Leave the images behind and copy every record exactly.

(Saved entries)
┌────────

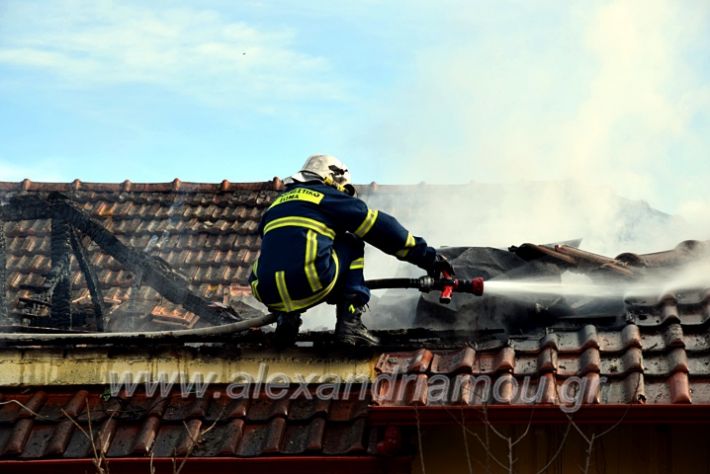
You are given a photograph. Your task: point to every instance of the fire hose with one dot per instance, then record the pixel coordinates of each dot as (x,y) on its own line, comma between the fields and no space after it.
(447,285)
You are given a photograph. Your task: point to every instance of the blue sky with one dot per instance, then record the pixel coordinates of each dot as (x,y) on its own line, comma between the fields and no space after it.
(614,93)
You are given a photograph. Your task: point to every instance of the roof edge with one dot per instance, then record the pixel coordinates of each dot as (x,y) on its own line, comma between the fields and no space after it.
(175,185)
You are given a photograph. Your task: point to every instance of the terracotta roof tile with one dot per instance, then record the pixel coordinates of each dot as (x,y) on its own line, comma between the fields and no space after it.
(176,426)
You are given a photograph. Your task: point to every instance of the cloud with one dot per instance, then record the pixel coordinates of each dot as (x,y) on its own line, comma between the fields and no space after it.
(196,52)
(46,170)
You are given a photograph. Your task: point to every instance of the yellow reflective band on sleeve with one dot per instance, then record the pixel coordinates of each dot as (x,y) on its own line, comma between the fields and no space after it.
(309,265)
(407,245)
(283,291)
(299,194)
(367,223)
(289,305)
(298,221)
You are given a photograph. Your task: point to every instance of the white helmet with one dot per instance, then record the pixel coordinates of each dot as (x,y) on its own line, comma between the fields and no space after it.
(323,168)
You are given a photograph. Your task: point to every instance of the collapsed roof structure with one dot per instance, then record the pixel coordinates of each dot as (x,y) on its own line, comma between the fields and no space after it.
(78,258)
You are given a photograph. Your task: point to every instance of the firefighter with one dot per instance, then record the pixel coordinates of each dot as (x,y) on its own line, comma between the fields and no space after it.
(312,250)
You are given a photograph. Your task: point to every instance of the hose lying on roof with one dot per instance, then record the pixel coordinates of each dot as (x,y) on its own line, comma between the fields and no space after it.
(126,337)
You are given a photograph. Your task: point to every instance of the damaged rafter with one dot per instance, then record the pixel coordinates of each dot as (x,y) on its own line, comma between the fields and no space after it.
(156,273)
(59,286)
(3,274)
(92,282)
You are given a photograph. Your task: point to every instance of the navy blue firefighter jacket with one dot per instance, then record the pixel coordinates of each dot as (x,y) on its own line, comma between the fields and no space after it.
(299,267)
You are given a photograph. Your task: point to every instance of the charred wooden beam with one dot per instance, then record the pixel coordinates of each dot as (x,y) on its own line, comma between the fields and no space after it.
(60,285)
(92,282)
(156,273)
(3,274)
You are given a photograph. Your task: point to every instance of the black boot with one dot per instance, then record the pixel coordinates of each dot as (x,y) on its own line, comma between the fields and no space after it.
(287,326)
(349,329)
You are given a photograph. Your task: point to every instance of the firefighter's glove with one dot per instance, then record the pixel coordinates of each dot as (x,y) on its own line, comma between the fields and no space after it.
(439,266)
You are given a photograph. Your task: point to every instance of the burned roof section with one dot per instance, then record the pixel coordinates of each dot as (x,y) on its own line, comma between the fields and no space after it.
(205,233)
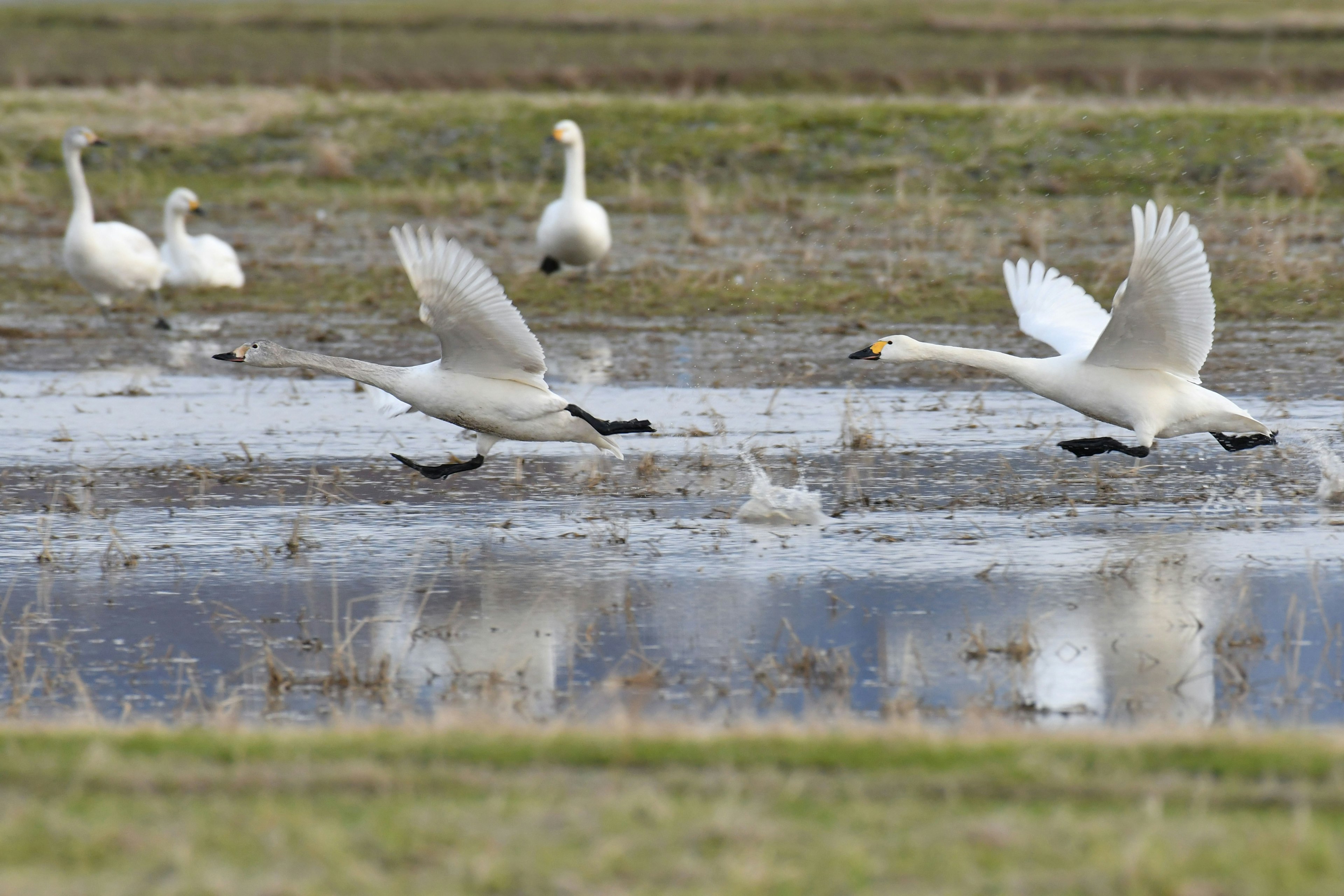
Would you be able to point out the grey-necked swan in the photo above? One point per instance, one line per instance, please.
(1136, 367)
(108, 258)
(490, 377)
(574, 229)
(195, 262)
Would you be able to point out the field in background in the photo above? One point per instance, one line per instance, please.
(1129, 48)
(772, 205)
(471, 811)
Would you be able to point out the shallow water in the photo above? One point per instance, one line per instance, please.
(186, 542)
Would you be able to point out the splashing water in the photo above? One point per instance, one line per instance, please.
(776, 504)
(1331, 491)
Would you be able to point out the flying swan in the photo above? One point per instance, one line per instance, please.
(574, 229)
(108, 258)
(195, 262)
(1136, 367)
(490, 377)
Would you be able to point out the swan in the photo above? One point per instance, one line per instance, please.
(1136, 367)
(201, 262)
(490, 377)
(108, 258)
(574, 229)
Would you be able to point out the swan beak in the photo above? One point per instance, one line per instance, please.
(872, 354)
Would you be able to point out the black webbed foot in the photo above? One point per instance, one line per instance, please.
(441, 471)
(1086, 448)
(611, 428)
(1242, 442)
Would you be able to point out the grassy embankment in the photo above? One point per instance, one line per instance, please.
(909, 46)
(969, 182)
(502, 811)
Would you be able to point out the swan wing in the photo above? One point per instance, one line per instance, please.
(480, 330)
(1163, 319)
(1053, 308)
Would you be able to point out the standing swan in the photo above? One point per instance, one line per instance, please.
(108, 258)
(1136, 367)
(490, 377)
(195, 262)
(574, 229)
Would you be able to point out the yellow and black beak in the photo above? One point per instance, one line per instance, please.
(872, 354)
(237, 355)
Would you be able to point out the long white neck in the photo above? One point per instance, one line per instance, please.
(378, 375)
(574, 187)
(1021, 370)
(83, 213)
(175, 226)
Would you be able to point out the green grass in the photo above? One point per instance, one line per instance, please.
(500, 811)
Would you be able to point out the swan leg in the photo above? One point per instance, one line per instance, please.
(611, 428)
(1242, 442)
(1086, 448)
(159, 311)
(441, 471)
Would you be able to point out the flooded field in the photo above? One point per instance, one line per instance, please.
(183, 539)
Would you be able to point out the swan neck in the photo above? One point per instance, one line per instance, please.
(574, 187)
(377, 375)
(83, 213)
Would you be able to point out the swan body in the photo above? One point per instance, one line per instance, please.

└────────

- **Reply**:
You are given a photograph. Your task: point to every instance of the fire hose with one dot per instance, then record the pixel coordinates of each dot as (x,y) on its own line, comma between the fields and no space after it.
(447,285)
You are given a photograph. Your task: point to every instance of the blue sky with one dot per instance, then record the pixel coordinates of each dot as (x,y) on its own line, comma between the fields and no space after it.
(614,93)
You are given a photograph. Your task: point to every instance of the roof edge with one dot per instance, then record the pixel coordinates of each dot as (x,y) on its own line, comma between the fields and no space after it.
(175,185)
You are given a photograph. Your task: point to every instance of the terracotta roof tile with one dot per instance, then record the pixel coordinates of each dot as (x,y) on its own line, comma between the fields and no space after it.
(176,426)
You are given a photograph. Your task: point to every instance of the cloud with one dot per instance, then record the pixel coordinates of each dot as (x,y) on its own line, comma between the fields and no space after it.
(196,52)
(46,170)
You are given a photograph. Your task: point to every instance of the yellow reflective band on sleeve with one dot per instance, then record the pixel coordinates of each dot as (x,y) on its own line, comma between the fields and no space after it.
(309,265)
(407,245)
(283,291)
(299,194)
(367,223)
(289,305)
(298,221)
You are given a photograph. Your task: point to every instance of the white helmet with one dot per instance, then record the pixel coordinates of each dot as (x,y) on its own line, comma between the fields and no space after it.
(323,168)
You are given a photograph. Your task: point to every instance of the collapsed roof structure with one dot per instance, then record the pixel coordinates of each dot as (x,y) on its own line, comma between the fields and no space after it.
(78,258)
You are given a photograph. Your task: point to every instance of the firefighter with one dot per instance, then record the pixel coordinates of each dot as (x,y) on its own line, comma between the fields and no space after it.
(312,250)
You are given a photograph. Your task: point to every instance of the hose lying on roof with one dot per instance, then record the pixel coordinates of each dot as (x,y) on its own line, comma between the fields and no space after it.
(126,337)
You are given a photograph. Your task: point to every instance of the damaged rafter with one dot per instance, then record the pixel coordinates of each dot as (x,y) on its own line, comma between the fields and no space after it.
(156,273)
(59,286)
(3,274)
(92,282)
You are given a photograph. Your task: point to every instance of the navy blue firefighter jacket with one dot per instance, then record the pixel coordinates of each dot as (x,y) on its own line, comma between the fields and no space after it.
(299,267)
You are given a photograph. Your task: point to every instance of the charred wooden beam with one dot per instance, then record the pixel coordinates of each dot as (x,y) on its own line, comma between the fields and no space after it.
(60,285)
(92,282)
(156,273)
(3,274)
You are given a photograph. Your task: point to every instance of the black boot with one dot per instance, then record the pixel coordinates of each dot as (x,y) on its own line, comma between the fields and no space after it.
(287,326)
(349,329)
You are given a photograph. Your task: point to every instance of the firefighter's glove with one dot per instance, then record the pixel coordinates of each dot as (x,y) on its own line, comma between the fields and no space after it.
(439,266)
You are given a photograph. Your task: point to every instance of the burned roof section with one dot per instance, then record the pixel coordinates of each dot as (x,y) on its own line, comma between the fields and no space after it.
(205,233)
Would you be able to point out the grey-necked swan in the photo above? One point per instance, one line per instance, please.
(1136, 367)
(108, 258)
(490, 377)
(574, 229)
(195, 262)
Would you be able to point out the field in background in the photo above? One point per instance, one line per instance, please.
(1129, 48)
(772, 205)
(471, 811)
Would you be able to point out the shallow water in the photo above? One point per instance, one line per instance, please.
(186, 542)
Would you be able to point out the splashing water in the photo above? One point per instance, one line per instance, please.
(776, 504)
(1331, 491)
Would you be able to point out the flying swan in the photo above? One point per instance, one line per instance, please.
(574, 229)
(108, 258)
(195, 262)
(1136, 367)
(490, 377)
Would you be able to point out the swan in the photo above? One point per instance, one line per instance, please.
(1136, 367)
(201, 262)
(490, 377)
(108, 258)
(574, 229)
Would you be able to point out the swan beak in the photo above? One point per instance, one line per instance, please.
(872, 354)
Would you be able to point out the black webbed foot in the photo above? One point per instance, one line per instance, please.
(441, 471)
(1086, 448)
(611, 428)
(1242, 442)
Would you be able to point out the grassy embankment in the photo above? One point per instance, one line per instance, please.
(909, 46)
(969, 182)
(502, 811)
Would you be able to point out the swan wing in the photo above? One point per instance, one line per instance, please.
(480, 330)
(1163, 319)
(1053, 308)
Would you be able to point out the standing swan in the photo above? One point per instance, one line per instance, please.
(108, 258)
(1136, 367)
(490, 377)
(195, 262)
(574, 229)
Would you be able to point out the yellow and black beak in the photo above? One point per instance, one line per instance, please.
(872, 354)
(237, 355)
Would you be able to point out the long white neck in the photo above? One point per instance, one line per instance, please.
(378, 375)
(574, 187)
(1021, 370)
(83, 213)
(175, 226)
Would you be able to point out the green grass in the photo above? One point per instance, one line per instance, please.
(500, 811)
Would you be able to point out the swan leg in the photo above? One point per instance, one line per instance, please.
(611, 428)
(1242, 442)
(1086, 448)
(159, 311)
(441, 471)
Would you be able to point out the flooded field in the photo above? One point per instance, one line per instance, please.
(183, 539)
Would you be able to point out the swan neck in the photo above? One point per instance, one line per instance, please.
(574, 187)
(377, 375)
(83, 213)
Would you be able to point out the swan body in the photo above? One point per instance, one line per instance, please.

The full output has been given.